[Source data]

* * * * *

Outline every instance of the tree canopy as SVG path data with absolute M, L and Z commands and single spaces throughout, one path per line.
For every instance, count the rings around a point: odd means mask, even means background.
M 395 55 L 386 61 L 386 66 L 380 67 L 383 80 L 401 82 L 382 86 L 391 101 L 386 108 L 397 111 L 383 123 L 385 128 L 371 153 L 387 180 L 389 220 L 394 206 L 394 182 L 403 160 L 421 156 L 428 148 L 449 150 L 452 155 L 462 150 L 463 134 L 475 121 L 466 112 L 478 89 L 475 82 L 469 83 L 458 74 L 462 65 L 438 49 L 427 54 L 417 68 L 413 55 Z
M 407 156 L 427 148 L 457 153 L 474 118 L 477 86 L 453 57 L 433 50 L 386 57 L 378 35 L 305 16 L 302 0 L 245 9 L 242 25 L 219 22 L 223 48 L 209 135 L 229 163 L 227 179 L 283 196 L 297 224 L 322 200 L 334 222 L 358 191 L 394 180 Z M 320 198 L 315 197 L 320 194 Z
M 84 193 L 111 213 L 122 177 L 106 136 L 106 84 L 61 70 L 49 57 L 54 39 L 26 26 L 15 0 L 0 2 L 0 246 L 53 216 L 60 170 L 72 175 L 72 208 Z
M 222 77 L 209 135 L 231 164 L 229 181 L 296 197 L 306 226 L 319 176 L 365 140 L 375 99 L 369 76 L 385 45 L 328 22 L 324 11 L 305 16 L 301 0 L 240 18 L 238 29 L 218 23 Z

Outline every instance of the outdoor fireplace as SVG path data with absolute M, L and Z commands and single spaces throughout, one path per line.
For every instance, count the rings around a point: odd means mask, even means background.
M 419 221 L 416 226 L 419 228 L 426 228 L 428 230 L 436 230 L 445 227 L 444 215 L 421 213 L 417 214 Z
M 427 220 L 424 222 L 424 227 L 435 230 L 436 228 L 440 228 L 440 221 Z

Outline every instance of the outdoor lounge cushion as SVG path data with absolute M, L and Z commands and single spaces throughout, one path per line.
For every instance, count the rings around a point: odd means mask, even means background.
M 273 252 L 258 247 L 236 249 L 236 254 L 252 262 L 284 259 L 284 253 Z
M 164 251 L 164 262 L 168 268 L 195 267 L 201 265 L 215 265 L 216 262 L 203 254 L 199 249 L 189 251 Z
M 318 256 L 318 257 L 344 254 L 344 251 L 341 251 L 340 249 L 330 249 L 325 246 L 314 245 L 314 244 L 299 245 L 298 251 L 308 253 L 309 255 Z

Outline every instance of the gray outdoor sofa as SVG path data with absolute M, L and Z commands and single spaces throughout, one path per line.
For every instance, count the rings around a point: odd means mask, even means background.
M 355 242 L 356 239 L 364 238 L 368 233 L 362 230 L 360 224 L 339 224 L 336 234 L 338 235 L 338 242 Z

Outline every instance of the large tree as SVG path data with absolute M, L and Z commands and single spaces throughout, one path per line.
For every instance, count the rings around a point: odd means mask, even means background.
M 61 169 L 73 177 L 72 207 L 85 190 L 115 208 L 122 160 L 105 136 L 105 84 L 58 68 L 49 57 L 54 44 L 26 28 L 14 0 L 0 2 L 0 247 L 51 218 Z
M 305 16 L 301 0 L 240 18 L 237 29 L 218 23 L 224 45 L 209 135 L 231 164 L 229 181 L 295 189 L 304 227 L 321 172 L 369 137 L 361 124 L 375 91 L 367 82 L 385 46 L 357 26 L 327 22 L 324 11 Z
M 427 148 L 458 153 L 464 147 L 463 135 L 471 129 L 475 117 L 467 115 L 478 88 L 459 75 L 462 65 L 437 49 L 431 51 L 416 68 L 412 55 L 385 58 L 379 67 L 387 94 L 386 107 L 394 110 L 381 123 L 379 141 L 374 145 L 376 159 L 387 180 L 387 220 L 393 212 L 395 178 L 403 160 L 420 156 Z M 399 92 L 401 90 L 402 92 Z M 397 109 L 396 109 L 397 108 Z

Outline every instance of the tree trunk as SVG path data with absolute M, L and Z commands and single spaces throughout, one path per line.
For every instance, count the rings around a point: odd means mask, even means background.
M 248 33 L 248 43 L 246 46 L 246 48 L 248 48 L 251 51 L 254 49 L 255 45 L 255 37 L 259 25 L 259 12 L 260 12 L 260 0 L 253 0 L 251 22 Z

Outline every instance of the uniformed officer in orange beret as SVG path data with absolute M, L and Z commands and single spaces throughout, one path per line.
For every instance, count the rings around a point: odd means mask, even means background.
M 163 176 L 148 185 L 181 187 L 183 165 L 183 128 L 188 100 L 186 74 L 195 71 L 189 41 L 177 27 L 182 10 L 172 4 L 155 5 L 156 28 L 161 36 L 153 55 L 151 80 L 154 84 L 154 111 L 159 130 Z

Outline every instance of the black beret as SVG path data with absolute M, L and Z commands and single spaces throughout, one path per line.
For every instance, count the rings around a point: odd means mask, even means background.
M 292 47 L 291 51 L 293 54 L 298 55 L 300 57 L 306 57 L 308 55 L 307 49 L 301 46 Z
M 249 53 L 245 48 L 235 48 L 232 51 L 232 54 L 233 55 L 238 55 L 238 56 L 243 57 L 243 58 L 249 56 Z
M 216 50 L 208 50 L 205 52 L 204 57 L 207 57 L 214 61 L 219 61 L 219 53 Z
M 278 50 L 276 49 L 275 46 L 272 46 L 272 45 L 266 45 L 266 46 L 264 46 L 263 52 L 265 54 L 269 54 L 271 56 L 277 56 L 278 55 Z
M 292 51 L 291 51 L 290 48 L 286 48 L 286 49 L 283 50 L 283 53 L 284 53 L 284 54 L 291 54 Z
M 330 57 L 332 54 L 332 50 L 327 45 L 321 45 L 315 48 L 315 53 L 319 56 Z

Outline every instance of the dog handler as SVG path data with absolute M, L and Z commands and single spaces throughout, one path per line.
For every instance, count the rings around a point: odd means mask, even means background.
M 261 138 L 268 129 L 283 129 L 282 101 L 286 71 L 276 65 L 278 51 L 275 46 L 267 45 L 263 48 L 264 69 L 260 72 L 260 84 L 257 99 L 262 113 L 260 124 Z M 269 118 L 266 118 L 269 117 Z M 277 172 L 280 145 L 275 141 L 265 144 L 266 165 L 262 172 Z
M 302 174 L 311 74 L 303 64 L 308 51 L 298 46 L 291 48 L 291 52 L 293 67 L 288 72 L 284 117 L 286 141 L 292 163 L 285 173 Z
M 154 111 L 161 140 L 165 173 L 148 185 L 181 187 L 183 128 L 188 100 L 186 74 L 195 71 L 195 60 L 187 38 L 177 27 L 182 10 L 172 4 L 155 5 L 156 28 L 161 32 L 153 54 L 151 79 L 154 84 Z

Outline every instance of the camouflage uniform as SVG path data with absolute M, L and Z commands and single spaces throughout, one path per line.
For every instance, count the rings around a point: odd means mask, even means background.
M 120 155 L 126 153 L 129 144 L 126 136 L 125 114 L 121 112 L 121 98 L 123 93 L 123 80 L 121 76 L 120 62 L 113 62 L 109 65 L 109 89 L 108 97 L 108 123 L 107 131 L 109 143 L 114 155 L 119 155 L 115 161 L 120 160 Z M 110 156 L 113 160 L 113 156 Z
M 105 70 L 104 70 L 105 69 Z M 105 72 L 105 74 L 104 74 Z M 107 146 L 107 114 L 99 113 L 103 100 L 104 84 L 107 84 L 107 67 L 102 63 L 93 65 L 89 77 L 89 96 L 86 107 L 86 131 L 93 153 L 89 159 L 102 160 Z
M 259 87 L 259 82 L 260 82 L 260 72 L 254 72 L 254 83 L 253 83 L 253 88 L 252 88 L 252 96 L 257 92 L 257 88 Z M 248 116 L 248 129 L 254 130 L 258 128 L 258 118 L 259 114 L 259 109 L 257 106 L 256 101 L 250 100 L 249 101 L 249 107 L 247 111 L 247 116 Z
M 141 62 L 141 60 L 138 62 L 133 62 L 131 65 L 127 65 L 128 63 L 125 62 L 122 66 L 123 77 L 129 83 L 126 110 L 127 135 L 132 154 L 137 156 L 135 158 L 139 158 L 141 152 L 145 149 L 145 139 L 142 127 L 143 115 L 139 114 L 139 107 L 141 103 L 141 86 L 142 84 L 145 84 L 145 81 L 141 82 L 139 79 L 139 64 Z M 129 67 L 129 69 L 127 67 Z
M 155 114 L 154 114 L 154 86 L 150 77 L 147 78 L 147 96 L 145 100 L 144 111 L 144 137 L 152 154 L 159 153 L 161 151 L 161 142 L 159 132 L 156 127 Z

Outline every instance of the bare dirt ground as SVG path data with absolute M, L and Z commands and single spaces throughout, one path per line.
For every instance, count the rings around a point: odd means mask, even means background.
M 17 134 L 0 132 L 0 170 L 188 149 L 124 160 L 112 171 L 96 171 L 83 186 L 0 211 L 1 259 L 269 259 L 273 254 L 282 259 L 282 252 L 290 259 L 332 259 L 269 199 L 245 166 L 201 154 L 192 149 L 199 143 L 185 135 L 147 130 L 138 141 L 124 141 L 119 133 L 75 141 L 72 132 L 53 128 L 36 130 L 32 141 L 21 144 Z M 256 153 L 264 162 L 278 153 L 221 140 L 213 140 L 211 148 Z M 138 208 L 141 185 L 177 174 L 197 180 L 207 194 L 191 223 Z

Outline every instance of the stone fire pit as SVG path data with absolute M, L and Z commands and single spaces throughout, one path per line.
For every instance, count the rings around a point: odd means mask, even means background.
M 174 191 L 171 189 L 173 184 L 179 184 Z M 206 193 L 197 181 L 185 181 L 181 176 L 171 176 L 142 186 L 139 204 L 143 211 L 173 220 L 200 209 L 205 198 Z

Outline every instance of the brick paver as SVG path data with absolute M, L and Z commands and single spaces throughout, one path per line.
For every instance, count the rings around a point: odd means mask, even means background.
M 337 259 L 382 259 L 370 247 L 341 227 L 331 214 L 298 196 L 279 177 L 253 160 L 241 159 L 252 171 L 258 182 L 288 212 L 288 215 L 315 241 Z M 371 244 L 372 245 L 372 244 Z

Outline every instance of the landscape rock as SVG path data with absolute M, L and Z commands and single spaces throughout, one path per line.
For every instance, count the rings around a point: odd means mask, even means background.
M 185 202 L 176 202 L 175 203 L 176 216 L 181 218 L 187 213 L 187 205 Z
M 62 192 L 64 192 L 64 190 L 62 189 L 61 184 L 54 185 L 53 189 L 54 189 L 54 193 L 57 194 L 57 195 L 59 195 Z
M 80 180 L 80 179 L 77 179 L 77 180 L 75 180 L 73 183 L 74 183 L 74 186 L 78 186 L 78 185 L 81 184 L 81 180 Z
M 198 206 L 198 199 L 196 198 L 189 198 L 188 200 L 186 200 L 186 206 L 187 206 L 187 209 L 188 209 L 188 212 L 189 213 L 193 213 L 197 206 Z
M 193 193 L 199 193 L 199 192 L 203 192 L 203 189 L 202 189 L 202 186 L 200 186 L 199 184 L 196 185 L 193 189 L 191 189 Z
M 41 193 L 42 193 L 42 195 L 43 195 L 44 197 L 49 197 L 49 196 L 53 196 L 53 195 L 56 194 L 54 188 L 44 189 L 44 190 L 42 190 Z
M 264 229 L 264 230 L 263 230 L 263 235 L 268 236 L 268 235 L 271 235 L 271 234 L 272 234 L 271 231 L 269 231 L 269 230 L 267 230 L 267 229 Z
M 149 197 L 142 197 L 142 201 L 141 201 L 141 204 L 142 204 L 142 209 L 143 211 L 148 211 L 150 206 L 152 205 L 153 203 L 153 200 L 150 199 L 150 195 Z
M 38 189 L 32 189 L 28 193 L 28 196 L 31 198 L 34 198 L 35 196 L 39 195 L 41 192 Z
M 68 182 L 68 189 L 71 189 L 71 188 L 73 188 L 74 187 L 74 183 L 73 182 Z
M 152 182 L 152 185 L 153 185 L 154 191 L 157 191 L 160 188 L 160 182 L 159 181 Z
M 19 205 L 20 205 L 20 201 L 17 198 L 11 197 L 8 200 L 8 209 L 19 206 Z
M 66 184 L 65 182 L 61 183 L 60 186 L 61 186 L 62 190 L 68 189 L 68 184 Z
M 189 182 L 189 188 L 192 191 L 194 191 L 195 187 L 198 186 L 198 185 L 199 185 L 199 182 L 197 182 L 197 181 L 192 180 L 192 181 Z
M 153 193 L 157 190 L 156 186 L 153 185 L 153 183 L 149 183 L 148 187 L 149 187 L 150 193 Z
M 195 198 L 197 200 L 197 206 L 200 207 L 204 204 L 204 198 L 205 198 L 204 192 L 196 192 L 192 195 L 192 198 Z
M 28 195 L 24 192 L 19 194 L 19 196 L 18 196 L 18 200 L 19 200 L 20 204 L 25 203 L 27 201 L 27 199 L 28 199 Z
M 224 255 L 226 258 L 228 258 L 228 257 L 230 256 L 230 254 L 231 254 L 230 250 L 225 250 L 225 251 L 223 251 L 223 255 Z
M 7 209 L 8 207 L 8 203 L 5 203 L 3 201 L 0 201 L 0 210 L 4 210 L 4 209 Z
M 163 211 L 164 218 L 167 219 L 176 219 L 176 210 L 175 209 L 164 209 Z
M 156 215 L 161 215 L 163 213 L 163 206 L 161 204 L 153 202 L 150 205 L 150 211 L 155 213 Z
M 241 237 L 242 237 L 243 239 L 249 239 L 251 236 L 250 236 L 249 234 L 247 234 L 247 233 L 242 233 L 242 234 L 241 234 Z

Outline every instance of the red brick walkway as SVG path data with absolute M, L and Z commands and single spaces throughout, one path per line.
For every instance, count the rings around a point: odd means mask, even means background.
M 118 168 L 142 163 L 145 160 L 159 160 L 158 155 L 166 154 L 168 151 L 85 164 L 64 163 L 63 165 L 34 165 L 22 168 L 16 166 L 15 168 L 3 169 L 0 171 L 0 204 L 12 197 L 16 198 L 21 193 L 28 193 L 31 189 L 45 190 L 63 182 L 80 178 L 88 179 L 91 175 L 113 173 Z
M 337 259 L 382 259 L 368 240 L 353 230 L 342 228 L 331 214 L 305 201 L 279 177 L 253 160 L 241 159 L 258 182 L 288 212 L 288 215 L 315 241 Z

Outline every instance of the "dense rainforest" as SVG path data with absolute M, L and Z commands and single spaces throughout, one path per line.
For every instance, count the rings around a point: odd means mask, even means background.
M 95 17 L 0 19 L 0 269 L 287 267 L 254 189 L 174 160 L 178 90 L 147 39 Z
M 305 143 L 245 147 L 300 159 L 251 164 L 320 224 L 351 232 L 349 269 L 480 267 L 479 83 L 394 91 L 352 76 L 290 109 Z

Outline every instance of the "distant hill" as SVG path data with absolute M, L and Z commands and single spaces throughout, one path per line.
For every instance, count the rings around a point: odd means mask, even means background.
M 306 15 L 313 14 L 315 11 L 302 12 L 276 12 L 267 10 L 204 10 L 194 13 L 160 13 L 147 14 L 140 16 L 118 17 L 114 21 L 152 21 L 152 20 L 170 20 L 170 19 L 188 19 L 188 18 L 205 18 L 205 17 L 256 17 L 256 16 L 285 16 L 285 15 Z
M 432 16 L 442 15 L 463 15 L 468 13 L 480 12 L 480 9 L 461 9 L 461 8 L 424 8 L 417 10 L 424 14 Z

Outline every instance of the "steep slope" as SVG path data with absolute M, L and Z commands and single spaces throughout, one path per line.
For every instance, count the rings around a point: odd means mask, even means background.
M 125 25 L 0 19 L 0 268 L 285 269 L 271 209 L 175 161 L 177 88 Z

* * * * *

What the task asks: Find each line of the data above that holds the word "beret", then copy it.

Expected output:
Outline every instance of the uniformed officer in orange beret as SVG path data with absolute M, L and Z commands and single spaces throughout, one path per line.
Outline every instance of the black beret as SVG path data with absolute M, L and Z commands and single spaces throughout, one path per line.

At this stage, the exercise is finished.